• **THE PROBLEM**
Transcribe every entry word for word. Skip the pictures.
________
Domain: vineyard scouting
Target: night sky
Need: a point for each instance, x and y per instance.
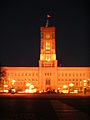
(20, 23)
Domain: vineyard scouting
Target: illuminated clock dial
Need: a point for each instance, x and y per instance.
(47, 36)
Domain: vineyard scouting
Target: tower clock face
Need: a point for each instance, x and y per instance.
(47, 36)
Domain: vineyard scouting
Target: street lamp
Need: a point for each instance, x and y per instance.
(70, 86)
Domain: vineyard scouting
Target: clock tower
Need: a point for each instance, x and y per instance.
(47, 47)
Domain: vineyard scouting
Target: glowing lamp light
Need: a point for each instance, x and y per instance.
(6, 91)
(13, 81)
(64, 86)
(84, 81)
(27, 84)
(71, 85)
(5, 85)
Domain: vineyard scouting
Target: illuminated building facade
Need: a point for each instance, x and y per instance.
(48, 76)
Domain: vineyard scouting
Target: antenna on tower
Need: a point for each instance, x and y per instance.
(48, 16)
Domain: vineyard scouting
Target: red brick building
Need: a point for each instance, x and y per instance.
(48, 76)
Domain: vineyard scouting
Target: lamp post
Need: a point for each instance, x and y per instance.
(84, 87)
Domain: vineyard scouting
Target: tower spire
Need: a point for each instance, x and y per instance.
(48, 16)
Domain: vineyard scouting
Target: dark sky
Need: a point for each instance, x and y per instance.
(20, 23)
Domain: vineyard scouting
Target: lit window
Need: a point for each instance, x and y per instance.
(47, 82)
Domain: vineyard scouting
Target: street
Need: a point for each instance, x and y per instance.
(43, 107)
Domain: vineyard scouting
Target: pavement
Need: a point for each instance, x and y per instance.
(44, 107)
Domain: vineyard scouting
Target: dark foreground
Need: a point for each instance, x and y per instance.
(44, 107)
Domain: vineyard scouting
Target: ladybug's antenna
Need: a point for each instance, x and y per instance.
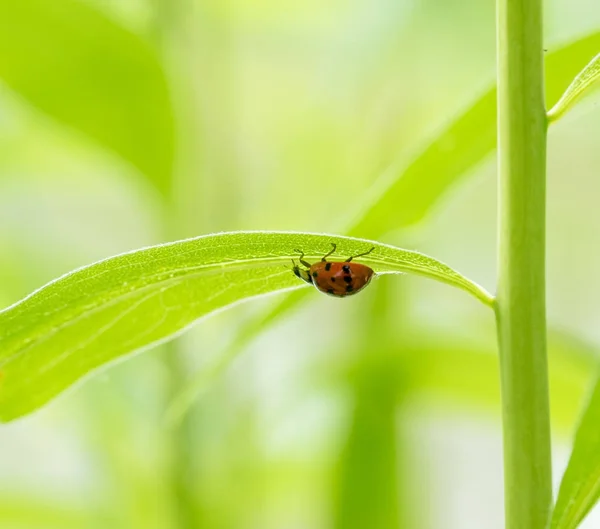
(359, 255)
(324, 258)
(301, 259)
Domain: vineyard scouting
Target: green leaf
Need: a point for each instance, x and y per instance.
(126, 303)
(408, 190)
(85, 71)
(580, 486)
(583, 80)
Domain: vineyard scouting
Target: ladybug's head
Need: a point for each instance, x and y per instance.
(302, 273)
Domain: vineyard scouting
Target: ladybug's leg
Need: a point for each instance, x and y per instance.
(359, 255)
(324, 258)
(301, 259)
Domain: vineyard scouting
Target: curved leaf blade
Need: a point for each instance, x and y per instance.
(580, 485)
(583, 80)
(75, 64)
(129, 302)
(406, 192)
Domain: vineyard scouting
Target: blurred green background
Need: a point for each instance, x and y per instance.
(125, 123)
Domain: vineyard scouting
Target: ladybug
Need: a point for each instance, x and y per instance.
(339, 279)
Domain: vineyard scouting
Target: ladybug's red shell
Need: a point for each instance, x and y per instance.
(340, 279)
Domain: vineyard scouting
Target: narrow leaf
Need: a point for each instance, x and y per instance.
(126, 303)
(580, 486)
(584, 79)
(411, 186)
(84, 70)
________
• **SOLUTION TO THIS PROBLEM**
Domain: vineyard scouting
Target: night sky
Need: a point for each instance, x and y per instance.
(20, 23)
Domain: vineyard scouting
Target: illuminated clock dial
Need: a point for each instance, x and y per instance.
(47, 36)
Domain: vineyard scouting
Target: tower clock face
Need: a point for each instance, x and y per instance.
(47, 36)
Domain: vineyard scouting
Target: street lamp
Need: a point for each instance, x and y per instance.
(70, 86)
Domain: vineyard scouting
Target: clock tower
Need: a point for each instance, x and y per instance.
(47, 47)
Domain: vineyard scouting
Target: glowing lamp light
Need: a point for each instance, x and y per instance.
(6, 91)
(13, 81)
(64, 86)
(84, 81)
(27, 84)
(71, 85)
(5, 85)
Domain: vineyard scouting
Target: illuminated building facade
Need: a point for each instance, x and y per instance.
(48, 76)
Domain: vineyard scouting
Target: antenna on tower
Need: a point for each instance, x and y per instance.
(48, 16)
Domain: vineyard scouting
Target: red brick building
Need: a point for each instance, x and y per instance.
(48, 76)
Domain: vineyard scouting
Target: lamp post
Need: a point for each instance, x and y per instance.
(84, 87)
Domain: vineyard scouting
Target: tower spire
Need: a point for each instance, x and y per instance.
(48, 16)
Domain: vineyard scouting
Target: dark sky
Need: a point for each instance, x and y per instance.
(20, 23)
Domain: vineyard scouting
Target: lit window
Need: a point for each instance, x and y per instance.
(47, 82)
Domain: vineyard scouting
Target: street
Need: a point for each instance, x and y per instance.
(43, 107)
Domain: vineyard scouting
Target: pavement
Need: a point for each instance, x and y per instance.
(44, 107)
Domain: vineyard scouting
Target: dark foreground
Need: a point for each instance, x and y per instance.
(44, 107)
Domain: vineyard scouting
Target: ladybug's antenna
Need: a point for each instance, x and y per instance.
(359, 255)
(324, 258)
(301, 259)
Domain: vineyard scouting
Target: green leaf
Need: a point for each instance, x and y per instance.
(126, 303)
(408, 190)
(85, 71)
(580, 486)
(583, 80)
Domain: vineyard scouting
Target: ladybug's head
Need: a point for each instance, x and y per instance.
(302, 273)
Domain: vineyard scouting
Target: ladybug's leg
Need: a point for each instance, x and y per instance.
(359, 255)
(324, 258)
(301, 259)
Domain: vineyard scouting
Target: curved leaf blade
Need: a point for each instance, x and y per instance.
(580, 485)
(583, 80)
(75, 64)
(129, 302)
(406, 192)
Domain: vineyard scouting
Target: blurred green background
Need: a point for each instance, x and y per instance.
(125, 123)
Domain: vineyard scouting
Target: ladybug
Need: a point for each instance, x and y per instance.
(339, 279)
Domain: vineyard scouting
Target: ladybug's red shell
Need: a point for each instance, x and y per instance.
(340, 279)
Domain: vineyard scouting
Target: narrow leaf
Need: a point for each instance, x and y per instance.
(126, 303)
(580, 486)
(584, 79)
(411, 186)
(84, 70)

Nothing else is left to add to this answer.